# What this exercise asks
1) Using the article on WRING, decide whether each statement is true: (a) WRING removes coordinates within the model's high-dimensional space; (b) WRING can be applied to pre-trained VLMs without retraining them from scratch; (c) Walter Gerych is a professor at MIT. Answer yes or no for each, quoting the deciding words of the article.
2) Reproduce the passage of the article on WRING between "Projection debiasing works" and "internal relationships intact.", inclusive.

Provided text: Begin

Researchers introduce WRING, a new post-processing method that removes bias from vision language models without creating unintended consequences.
Researchers from MIT, Worcester Polytechnic Institute, and Google have introduced a new debiasing technique called “Weighted Rotational DebiasING,” or WRING, designed to eliminate bias in vision language models (VLMs) without the unintended consequences associated with current methods. The approach, which will be presented at the 2026 International Conference for Learning Representations, offers a more precise way to address the “Whac-a-Mole dilemma,” a phenomenon where removing one bias inadvertently creates or amplifies others.
Bias in artificial intelligence is a significant safety concern, particularly in high-stakes fields like medicine, where models used for tasks such as classifying skin lesions could fail to identify high-risk patients if they are biased toward certain skin tones. While researchers have previously used a post-processing method known as “projection debiasing” to address these issues, the technique has notable drawbacks.
Projection debiasing works by removing biased information from a model’s embedding space by “projecting” the subspace out. According to Walter Gerych, the paper’s first author and an assistant professor of computer science at Worcester Polytechnic Institute, this process inadvertently alters other learned relationships within the model. This leads to the “Whac-a-Mole dilemma,” where fixing one bias—such as racial bias in an image retrieval model—can unintentionally amplify another, such as gender bias.
WRING addresses these limitations by rotating, rather than removing, coordinates within the model’s high-dimensional space. By shifting the coordinates responsible for bias to a different angle, the model becomes unable to distinguish between groups within a specific concept while leaving the model’s other internal relationships intact.
Because WRING is a post-processing approach, it can be applied to pre-trained VLMs like OpenAI’s OpenCLIP without requiring the model to be retrained from scratch. Gerych notes that this makes the technique highly efficient and minimally invasive, as it avoids the significant resources and costs associated with training large models from the beginning.

Provided text: End
Source information: Begin

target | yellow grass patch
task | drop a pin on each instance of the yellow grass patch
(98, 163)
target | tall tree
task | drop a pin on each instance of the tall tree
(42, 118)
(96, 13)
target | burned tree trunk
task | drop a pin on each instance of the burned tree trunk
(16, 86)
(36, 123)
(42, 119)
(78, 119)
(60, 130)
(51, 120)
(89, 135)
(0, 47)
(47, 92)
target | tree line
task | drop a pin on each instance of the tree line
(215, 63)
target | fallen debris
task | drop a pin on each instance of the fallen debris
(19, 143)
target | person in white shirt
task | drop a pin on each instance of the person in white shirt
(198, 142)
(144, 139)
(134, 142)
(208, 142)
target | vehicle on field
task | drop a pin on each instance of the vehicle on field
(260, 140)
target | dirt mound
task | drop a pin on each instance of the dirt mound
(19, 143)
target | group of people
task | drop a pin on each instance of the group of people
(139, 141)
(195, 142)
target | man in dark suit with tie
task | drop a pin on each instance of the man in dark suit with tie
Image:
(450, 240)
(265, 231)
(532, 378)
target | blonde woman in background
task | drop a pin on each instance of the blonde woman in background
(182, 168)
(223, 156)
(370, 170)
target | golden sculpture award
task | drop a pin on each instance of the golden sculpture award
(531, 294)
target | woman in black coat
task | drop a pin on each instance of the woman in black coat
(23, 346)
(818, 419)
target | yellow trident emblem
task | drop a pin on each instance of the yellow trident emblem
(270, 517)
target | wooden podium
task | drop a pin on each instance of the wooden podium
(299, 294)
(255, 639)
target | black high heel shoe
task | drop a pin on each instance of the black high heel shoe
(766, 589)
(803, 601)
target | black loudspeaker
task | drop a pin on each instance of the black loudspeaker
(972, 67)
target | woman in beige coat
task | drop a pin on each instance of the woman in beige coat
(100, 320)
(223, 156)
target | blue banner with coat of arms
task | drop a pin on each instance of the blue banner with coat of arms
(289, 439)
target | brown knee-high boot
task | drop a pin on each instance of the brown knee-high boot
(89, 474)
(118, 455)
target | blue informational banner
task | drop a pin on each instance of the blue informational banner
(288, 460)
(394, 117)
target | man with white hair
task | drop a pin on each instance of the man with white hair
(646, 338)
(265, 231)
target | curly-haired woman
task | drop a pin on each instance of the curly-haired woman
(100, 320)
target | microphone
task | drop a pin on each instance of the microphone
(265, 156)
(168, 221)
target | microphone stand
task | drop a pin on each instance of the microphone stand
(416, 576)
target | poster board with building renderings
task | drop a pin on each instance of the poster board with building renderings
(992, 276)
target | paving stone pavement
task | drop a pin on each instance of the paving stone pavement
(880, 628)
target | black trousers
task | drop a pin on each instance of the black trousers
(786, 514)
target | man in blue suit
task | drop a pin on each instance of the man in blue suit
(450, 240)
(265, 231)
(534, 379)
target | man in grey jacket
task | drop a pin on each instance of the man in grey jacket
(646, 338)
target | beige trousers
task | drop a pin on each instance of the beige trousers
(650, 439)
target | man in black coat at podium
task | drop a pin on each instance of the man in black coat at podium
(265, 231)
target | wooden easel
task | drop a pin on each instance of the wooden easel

Source information: End

# Responses in order
1)
(a) No: "WRING addresses these limitations by rotating, rather than removing, coordinates within the model’s high-dimensional space."
(b) Yes: "it can be applied to pre-trained VLMs like OpenAI’s OpenCLIP without requiring the model to be retrained from scratch"
(c) No: "an assistant professor of computer science at Worcester Polytechnic Institute"

2)
Projection debiasing works by removing biased information from a model’s embedding space by “projecting” the subspace out. According to Walter Gerych, the paper’s first author and an assistant professor of computer science at Worcester Polytechnic Institute, this process inadvertently alters other learned relationships within the model. This leads to the “Whac-a-Mole dilemma,” where fixing one bias—such as racial bias in an image retrieval model—can unintentionally amplify another, such as gender bias.
WRING addresses these limitations by rotating, rather than removing, coordinates within the model’s high-dimensional space. By shifting the coordinates responsible for bias to a different angle, the model becomes unable to distinguish between groups within a specific concept while leaving the model’s other internal relationships intact.